Gazprom verkauft Beteiligung am lettischen Gasanbieter - Russisches Unternehmen akzeptiert erstmals EU-Spielregeln auf dem Energiemarkt



Damit setzt Latvijas Gaze eine Forderung des dritten Energiepakets der Europäischen Union um, demzufolge Pipelinebetreiber nicht gleichzeitig auch Lieferanten sein dürfen. An dieser Forderung scheiterte zuletzt Ende 2014 das Pipelineprojekt South Stream. Über den South Stream sollte russisches Gas durch das Schwarze Meer nach Europa transportiert werden.
Es ist nicht das erste Mal, dass der russische Gasmonopolist eine solche Konsequenz zieht, wie Beobachter erinnern. Bereits 2012 musste sich Gazprom auf Forderung der Europäischen Kommission aus dem litauischen Energieunternehmen Lietuvos dujos zurückziehen. Dort hielt Gazprom 37 Prozent der Anteile. Gegen die Entbündelung bei Lietuvos dujos hatte Gazprom bei der Kommission der Vereinten Nationen für internationales Handelsrecht zunächst geklagt, doch die Auseinandersetzung nicht fortgesetzt. Stattdessen verkaufte der russische Konzern seine Anteile für 164 Millionen US-Dollar.

..........

Zu erledigende Aufgaben:
A - Beantworte zum Artikel über Gazprom diese Fragen:
(i) Durch welches Meer sollte russisches Gas über South Stream nach Europa fließen?
(ii) Wie viel Prozent der Anteile an Lietuvos dujos hielt Gazprom?
(iii) Für welchen Betrag verkaufte Gazprom diese Anteile?
B - Entnimm den Einträgen unverändert die Zeilen zwischen der Zeile mit „Every instance of the red bridge“ und der Zeile mit „[[193, 213], [126, 283]]“, beide eingeschlossen.
Die Einträge haben mit dem Artikel über Gazprom nichts zu tun.

..........

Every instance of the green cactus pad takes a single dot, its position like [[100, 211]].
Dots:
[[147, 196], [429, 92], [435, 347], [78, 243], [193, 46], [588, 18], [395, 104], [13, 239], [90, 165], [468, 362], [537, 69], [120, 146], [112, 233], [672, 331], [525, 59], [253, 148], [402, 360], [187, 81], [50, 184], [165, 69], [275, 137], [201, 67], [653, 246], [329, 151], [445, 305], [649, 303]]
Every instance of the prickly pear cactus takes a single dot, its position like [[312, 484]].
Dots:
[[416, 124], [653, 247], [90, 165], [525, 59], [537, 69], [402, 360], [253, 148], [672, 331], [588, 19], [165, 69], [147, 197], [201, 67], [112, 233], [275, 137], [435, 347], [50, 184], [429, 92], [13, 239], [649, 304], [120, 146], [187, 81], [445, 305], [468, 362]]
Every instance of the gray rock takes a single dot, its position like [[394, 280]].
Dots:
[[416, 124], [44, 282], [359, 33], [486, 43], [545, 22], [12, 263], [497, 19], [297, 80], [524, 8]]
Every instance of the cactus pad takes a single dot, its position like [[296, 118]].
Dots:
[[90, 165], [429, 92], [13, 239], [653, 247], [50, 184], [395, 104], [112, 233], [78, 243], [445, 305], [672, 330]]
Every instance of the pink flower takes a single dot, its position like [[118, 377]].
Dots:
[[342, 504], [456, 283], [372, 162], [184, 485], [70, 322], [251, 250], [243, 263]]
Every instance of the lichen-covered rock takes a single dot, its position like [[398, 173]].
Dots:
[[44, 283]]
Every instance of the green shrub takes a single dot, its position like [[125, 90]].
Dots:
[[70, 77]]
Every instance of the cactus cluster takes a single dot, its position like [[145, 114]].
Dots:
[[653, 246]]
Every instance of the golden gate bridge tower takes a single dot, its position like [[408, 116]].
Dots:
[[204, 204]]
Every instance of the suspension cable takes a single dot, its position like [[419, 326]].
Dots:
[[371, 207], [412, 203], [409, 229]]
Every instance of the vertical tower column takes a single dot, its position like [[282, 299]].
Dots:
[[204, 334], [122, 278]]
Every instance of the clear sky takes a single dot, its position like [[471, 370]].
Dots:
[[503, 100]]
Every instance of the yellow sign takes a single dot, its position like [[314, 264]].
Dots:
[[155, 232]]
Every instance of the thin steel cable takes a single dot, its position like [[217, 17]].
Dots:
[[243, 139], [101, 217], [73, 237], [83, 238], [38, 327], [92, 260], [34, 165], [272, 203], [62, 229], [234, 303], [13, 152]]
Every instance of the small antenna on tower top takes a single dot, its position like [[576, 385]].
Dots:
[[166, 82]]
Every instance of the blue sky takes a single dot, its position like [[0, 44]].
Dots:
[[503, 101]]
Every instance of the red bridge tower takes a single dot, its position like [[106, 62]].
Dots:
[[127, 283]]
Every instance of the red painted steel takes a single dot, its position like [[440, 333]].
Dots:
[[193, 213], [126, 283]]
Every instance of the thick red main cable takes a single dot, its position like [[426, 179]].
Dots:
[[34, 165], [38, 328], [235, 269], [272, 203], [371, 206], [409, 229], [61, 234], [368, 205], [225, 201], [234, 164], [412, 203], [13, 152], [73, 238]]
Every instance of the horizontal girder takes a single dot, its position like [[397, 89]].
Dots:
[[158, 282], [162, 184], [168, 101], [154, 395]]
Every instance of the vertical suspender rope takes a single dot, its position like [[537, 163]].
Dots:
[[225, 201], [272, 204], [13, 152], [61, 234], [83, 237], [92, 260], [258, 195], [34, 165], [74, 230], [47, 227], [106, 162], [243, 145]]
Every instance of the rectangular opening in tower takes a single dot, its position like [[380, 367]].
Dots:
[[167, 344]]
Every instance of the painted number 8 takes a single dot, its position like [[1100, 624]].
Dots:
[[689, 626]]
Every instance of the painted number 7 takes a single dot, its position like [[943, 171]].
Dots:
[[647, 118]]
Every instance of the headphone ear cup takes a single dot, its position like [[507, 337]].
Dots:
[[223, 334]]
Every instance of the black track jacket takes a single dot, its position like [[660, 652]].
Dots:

..........

Lösungen der Aufgaben:
A -
(i) Durch das Schwarze Meer.
(ii) 37 Prozent.
(iii) Für 164 Millionen US-Dollar.

B -
Every instance of the red bridge tower takes a single dot, its position like [[106, 62]].
Dots:
[[127, 283]]
Every instance of the red painted steel takes a single dot, its position like [[440, 333]].
Dots:
[[193, 213], [126, 283]]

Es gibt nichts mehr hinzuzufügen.